***** AVAILABLE DATA

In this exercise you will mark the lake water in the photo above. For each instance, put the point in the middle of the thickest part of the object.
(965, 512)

**********
***** AVAILABLE DATA

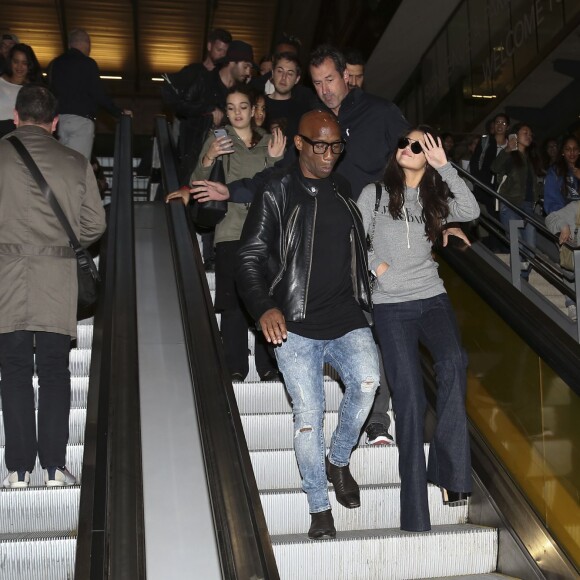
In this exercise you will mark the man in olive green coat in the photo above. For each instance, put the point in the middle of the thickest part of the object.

**********
***** AVAILABLE DATA

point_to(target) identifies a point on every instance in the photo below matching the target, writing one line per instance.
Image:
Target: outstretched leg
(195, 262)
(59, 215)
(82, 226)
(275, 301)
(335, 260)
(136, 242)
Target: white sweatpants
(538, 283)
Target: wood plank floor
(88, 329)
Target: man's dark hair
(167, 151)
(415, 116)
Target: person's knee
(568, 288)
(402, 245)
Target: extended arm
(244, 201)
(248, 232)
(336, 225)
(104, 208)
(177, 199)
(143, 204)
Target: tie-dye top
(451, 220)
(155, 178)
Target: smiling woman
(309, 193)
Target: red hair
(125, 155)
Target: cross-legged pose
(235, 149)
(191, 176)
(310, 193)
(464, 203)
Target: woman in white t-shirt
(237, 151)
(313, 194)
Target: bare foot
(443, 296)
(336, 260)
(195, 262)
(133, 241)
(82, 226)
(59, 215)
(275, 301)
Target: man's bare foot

**********

**TASK**
Copy out again the lines of the data from the one with "Target: person's knee" through the one with "Target: man's bare foot", including both of those lines.

**ANSWER TO THIS TASK**
Target: person's knee
(568, 288)
(402, 245)
Target: extended arm
(244, 201)
(248, 232)
(336, 225)
(104, 208)
(177, 199)
(143, 204)
Target: tie-dye top
(451, 220)
(155, 178)
Target: smiling woman
(309, 193)
Target: red hair
(125, 155)
Target: cross-legged pose
(235, 149)
(191, 176)
(310, 193)
(464, 203)
Target: woman in white t-shirt
(237, 151)
(313, 194)
Target: bare foot
(443, 296)
(336, 260)
(195, 262)
(133, 241)
(82, 226)
(59, 215)
(275, 301)
Target: man's bare foot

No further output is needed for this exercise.